> **Document section**:
┏━━

Your Nonprofit Marketing Plan: How to Raise Mission Awareness and Compel Action
Digital Marketing
3 months ago
Nonprofits of all sizes increasingly turn to digital marketing channels to build awareness and attract sustaining gifts. Fundraising data show net gains from meeting donors online, asking for support, and highlighting your social impact.
The organizations driving the digital growth – seen in nearly every mission sector – are harnessing creativity and technology to engage supporters.
From fundraising to cause marketing, nonprofits are finding wider audiences and remaining top-of-mind for donors with a multiplatform marketing strategy. In fact, a Blackbaud benchmark report reveals a nearly 11% rise year-over-year sector-wide — specific to donors who made repeat donations online.
So how do you position your organization to benefit? Put simply: Accelerate full integration of social media, creative content, and email into your nonprofit marketing plan. In this guide, we’ll show you how!
First, let’s refresh on a few basics.
What is Nonprofit Marketing?
Every step you take to create mission awareness, communicate with donors, educate the public, and show your nonprofit’s impact can be a form of marketing. Nonprofit marketing touches nearly every aspect of the organization but is especially critical for community engagement, fundraising, promotion, and advertising.

┗━━

> **Excerpted data**:
┏━━

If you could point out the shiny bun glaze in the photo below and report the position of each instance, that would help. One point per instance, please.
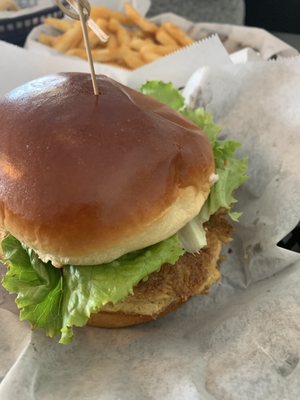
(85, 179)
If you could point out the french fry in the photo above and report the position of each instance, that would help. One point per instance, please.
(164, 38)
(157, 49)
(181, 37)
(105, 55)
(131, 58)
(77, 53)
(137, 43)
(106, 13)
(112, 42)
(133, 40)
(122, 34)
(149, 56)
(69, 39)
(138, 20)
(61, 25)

┗━━
┏━━

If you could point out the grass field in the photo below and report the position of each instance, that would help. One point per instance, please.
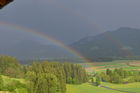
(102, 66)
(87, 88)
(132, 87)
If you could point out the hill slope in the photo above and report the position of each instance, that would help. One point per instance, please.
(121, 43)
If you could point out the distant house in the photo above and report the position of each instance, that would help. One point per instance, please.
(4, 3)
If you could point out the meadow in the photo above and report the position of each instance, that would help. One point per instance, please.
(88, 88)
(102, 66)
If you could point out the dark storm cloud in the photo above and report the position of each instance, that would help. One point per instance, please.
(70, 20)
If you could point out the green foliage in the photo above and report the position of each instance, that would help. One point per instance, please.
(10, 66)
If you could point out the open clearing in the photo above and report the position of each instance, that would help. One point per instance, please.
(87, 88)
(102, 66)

┗━━
┏━━

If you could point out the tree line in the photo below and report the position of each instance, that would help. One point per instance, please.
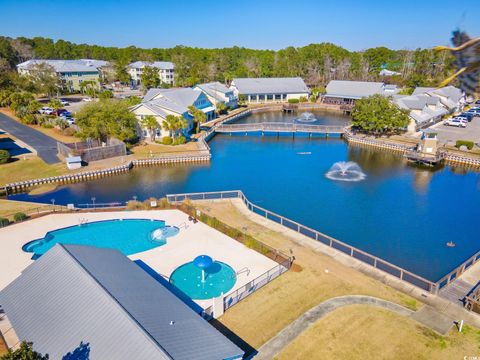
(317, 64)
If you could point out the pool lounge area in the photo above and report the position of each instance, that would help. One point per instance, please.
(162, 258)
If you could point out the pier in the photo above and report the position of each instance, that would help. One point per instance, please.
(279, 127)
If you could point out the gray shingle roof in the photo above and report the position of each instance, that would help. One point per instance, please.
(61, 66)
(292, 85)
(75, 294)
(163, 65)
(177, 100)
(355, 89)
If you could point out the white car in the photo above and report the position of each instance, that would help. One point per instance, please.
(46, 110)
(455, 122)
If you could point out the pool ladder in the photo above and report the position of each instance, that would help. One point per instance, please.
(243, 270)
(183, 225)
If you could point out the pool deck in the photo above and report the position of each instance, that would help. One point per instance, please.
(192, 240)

┗━━

> **Given problem**:
Please answer these questions from the nonprofit marketing guide:
(a) What year-over-year rise does the Blackbaud benchmark report show for donors who made repeat donations online?
(b) Which three things should be integrated into a nonprofit marketing plan?
(c) For which four areas is nonprofit marketing described as especially critical?
You won't need the lines above.

> **Output**:
(a) A rise of nearly 11%.
(b) Social media, creative content, and email.
(c) Community engagement, fundraising, promotion, and advertising.